Coordinate labeling data

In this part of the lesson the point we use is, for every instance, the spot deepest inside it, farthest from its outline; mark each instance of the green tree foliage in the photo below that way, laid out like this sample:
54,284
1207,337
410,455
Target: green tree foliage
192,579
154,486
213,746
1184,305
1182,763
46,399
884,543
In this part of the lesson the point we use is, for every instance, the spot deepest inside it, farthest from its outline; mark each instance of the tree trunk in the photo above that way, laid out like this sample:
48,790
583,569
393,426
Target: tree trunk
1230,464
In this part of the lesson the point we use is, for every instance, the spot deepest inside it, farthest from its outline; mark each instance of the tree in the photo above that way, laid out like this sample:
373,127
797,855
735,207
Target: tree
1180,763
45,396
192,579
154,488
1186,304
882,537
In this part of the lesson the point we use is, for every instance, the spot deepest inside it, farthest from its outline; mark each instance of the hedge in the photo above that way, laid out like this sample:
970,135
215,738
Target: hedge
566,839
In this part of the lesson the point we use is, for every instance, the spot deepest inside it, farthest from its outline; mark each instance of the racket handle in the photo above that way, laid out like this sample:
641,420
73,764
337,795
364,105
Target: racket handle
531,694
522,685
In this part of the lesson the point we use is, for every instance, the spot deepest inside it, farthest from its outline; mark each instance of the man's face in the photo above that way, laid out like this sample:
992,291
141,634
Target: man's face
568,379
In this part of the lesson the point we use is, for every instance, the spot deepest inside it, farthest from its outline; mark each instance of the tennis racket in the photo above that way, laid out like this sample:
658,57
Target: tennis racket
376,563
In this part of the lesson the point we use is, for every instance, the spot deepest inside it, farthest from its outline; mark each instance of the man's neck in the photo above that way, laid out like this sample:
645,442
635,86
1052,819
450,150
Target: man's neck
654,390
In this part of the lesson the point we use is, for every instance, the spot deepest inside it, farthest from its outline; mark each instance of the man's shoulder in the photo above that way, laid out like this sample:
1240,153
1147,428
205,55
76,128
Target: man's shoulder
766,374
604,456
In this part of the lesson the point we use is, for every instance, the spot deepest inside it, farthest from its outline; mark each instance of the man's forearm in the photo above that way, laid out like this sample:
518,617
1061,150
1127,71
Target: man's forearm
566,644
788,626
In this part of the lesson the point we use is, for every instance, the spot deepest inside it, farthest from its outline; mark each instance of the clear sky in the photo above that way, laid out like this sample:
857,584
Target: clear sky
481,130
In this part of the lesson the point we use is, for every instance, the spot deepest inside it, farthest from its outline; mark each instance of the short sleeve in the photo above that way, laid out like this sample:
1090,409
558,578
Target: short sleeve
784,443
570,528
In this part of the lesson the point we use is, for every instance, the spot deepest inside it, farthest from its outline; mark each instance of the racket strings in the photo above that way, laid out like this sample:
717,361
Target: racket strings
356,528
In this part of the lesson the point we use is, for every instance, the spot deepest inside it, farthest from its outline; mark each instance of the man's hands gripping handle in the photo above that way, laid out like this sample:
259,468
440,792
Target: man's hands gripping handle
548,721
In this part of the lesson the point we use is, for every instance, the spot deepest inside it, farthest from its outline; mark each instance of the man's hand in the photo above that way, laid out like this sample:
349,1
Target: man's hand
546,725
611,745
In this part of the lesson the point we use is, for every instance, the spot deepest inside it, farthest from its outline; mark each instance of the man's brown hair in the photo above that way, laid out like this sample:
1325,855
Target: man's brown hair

### To do
Retype every line of the items above without any changes.

### Solved problem
In this part of the lesson the point we use is, for every instance, the spot deepest inside it, farthest from its outline; mark each instance of the green tree foliage in the photo below that way, laid out like this sample:
54,284
1207,337
410,455
Target: green tree foliage
192,579
154,486
213,746
1184,305
1182,763
46,399
884,543
In this part of the lesson the point we use is, for every instance, the spot deepest inside it, farthest from its outline; mark each instance of the tree trunk in the photo above that way, laid out like this sample:
48,790
583,569
393,426
Target: tree trunk
1230,464
In this part of the lesson the point we use is, for every instance, the spot deepest inside it, farthest from its outline; mark each instance of the tree in the photo above that way, laid out like this sample:
373,127
797,855
735,207
Target: tree
1180,763
45,396
192,579
154,488
1186,304
882,537
In this part of the lesson the point we use is, for every instance, the spot deepest inside it, farthest from its outline; mark each instance of the hedge in the photo above that way, laid out like this sample:
970,135
215,738
Target: hedge
566,839
In this part of the lesson the point we use is, for every instance, the spot deepest inside it, farthest from its outline; mark each instance of the racket handle in the photo above that way, laid out like this sample:
641,420
73,764
337,795
364,105
Target: racket handle
531,694
522,685
In this part of the lesson the point we use is, for every instance, the spot deepest inside it, farthest from its outline; mark each instance of the man's face in the photo above that way, laid out like this sample:
992,291
141,634
Target: man's face
568,379
In this part of the lesson the point we use is, for every instance, the spot deepest inside it, farthest from its outline; mark each instance of the tennis racket in the photo above that way, laid out like this sample:
658,57
Target: tennis racket
376,563
In this part of the lesson the point we use is, for every instance, the spot deepest inside it, farthest from its outline; mark each instance of the man's neck in the photo above that way, laid out like this sample:
645,442
635,86
1052,819
450,150
Target: man's neck
654,390
In this part of the lesson the point we use is, for every instance, the spot deepest inside it, farthest from its outline; mark each instance of the man's shoulder in the photo above that way, laid out like this sample:
1240,153
1147,428
205,55
76,128
Target: man's shoulder
766,374
604,456
In this part of the lesson the point we use is, for every instance, the spot deepest inside it, farthest from its outline; mark each instance of the man's forearm in the photo above that way, laid out like this sample:
518,617
1061,150
1127,71
Target: man's forearm
566,644
788,626
In this part of the lesson the point we use is, for every instance, the spot deepest inside it, farthest from its outline; mark each instance of the clear sky in the photo above that way, laid out like this sample:
857,584
Target: clear sky
481,130
In this part of the lesson the point we use is, for every instance, the spot deepest inside it, farthest from its outline; mark each instance of the short sleeve in the photo above that way, laid out like this sample:
1090,409
558,578
Target: short sleeve
784,443
570,528
In this part of the lesson the point we use is, for every instance, the spot deepest inside it, farthest from its outline; mark each instance of the racket strings in the photo above that way, laid out like this sample:
717,361
Target: racket strings
356,528
In this part of the lesson the point we use is, for every instance, the spot deepest inside it, farthest from its outline; mark each instance of the man's hands gripping handle in the photo above that way, laid out like this sample:
259,468
440,792
Target: man's hands gripping handle
548,721
In this part of the lesson the point we use is, for every instance, the spot deepest inside it, farthest from its outline; mark each instance of the man's hand in the photo above that way, laid out like this sample:
349,1
Target: man's hand
546,725
611,745
In this part of the lesson the point we use is, for every instance, the spot deepest inside it, farthest from its outline; mark each instance of the man's brown hair in the photo above that way, laid out like this sample:
1325,855
Target: man's brown hair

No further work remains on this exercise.